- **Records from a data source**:
○ ○ ○

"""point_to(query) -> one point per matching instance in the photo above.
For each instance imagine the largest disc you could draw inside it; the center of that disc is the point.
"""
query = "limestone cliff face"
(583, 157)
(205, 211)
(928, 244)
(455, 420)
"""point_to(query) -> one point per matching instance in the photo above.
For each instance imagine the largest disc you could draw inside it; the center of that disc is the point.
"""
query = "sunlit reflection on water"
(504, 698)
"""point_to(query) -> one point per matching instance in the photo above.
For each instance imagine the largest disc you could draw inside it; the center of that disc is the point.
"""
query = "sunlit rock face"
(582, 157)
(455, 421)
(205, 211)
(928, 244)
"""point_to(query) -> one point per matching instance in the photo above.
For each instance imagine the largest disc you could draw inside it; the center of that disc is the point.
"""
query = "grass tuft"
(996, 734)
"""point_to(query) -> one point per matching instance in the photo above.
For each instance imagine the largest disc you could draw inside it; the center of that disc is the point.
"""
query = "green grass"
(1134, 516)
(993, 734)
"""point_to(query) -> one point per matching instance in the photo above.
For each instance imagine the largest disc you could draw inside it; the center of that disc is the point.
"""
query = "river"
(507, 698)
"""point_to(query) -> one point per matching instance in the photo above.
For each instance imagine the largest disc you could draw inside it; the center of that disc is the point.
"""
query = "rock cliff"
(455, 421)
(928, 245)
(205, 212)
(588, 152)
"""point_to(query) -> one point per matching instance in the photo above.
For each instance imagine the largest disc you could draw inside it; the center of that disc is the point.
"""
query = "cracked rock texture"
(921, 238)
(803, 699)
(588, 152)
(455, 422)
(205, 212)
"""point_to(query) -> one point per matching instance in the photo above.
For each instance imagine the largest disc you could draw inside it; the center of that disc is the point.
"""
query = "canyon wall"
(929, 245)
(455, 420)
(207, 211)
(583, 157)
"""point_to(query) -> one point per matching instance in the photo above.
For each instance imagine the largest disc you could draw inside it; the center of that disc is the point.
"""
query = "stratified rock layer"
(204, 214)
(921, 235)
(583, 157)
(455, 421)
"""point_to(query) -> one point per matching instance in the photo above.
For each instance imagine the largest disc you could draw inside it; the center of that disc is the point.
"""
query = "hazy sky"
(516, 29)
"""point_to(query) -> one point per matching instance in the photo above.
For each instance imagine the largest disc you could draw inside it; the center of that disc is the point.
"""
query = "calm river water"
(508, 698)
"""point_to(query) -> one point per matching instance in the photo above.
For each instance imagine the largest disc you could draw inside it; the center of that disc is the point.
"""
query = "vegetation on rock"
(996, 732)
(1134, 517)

○ ○ ○

Every entry must appear in the answer, reproduced exactly.

- **EXERCISE OUTPUT**:
"""point_to(query) -> one point per matching instance in the photo above.
For each instance imagine the largest disc you could draw inside it; the center of that disc is the point.
"""
query = "limestone cliff face"
(583, 157)
(205, 211)
(928, 244)
(455, 420)
"""point_to(query) -> one point per matching instance in the photo above.
For each instance imagine the largest disc you could draw inside it; the center of that disc is the point.
"""
query = "sunlit reflection on water"
(504, 698)
"""point_to(query) -> one point per matching instance in the photo above.
For each instance imagine the largest disc you could draw inside it; the center of that disc is the point.
"""
query = "sunlit rock face"
(582, 157)
(455, 421)
(205, 211)
(928, 244)
"""point_to(query) -> one point per matching instance in the photo above.
For each instance imagine the largest disc you could draw inside it; the center of that disc is the point.
"""
query = "grass tuft"
(996, 734)
"""point_to(query) -> one point per matching instance in the photo above.
For each instance imagine the largest disc you could draw inside it; the center of that disc is the point.
"""
query = "green grass"
(1134, 516)
(993, 734)
"""point_to(query) -> one point per matching instance in the photo above.
For each instance imagine the largest disc you could draw inside it; the center of that disc is the point.
"""
query = "river"
(507, 698)
"""point_to(query) -> one point per matching instance in the photo above.
For each instance imagine the largest disc you could draw inside it; the center of that disc is the point.
"""
query = "rock cliff"
(455, 421)
(928, 245)
(205, 212)
(588, 152)
"""point_to(query) -> one point per matching instance in the photo above.
For each instance imagine the largest disc you could draw inside it; the center of that disc is the point.
"""
query = "cracked rock texture"
(921, 238)
(803, 699)
(588, 152)
(455, 422)
(205, 212)
"""point_to(query) -> one point per matching instance in the photo above.
For each instance imagine the largest disc you could draw inside it; the center of that disc is the point.
"""
query = "canyon wall"
(929, 245)
(455, 420)
(207, 211)
(583, 157)
"""point_to(query) -> one point per matching instance in the photo above.
For each instance imagine the largest disc you could draw inside it; the center of that disc is the point.
"""
query = "stratified rock layer"
(204, 214)
(921, 235)
(583, 157)
(455, 421)
"""point_to(query) -> one point per matching instance in the photo above.
For each instance imagine the largest disc you could draw inside it; the center of that disc is the point.
"""
query = "hazy sky"
(516, 29)
"""point_to(query) -> one point per matching instance in the photo above.
For each instance imagine the largest disc you could draw inside it; the center of that disc is the point.
"""
query = "calm river water"
(508, 698)
"""point_to(query) -> one point per matching instance in the photo above.
For each instance imagine the largest disc you could draw inside it; the center of that disc is the point.
"""
query = "vegetation on rock"
(996, 732)
(1134, 517)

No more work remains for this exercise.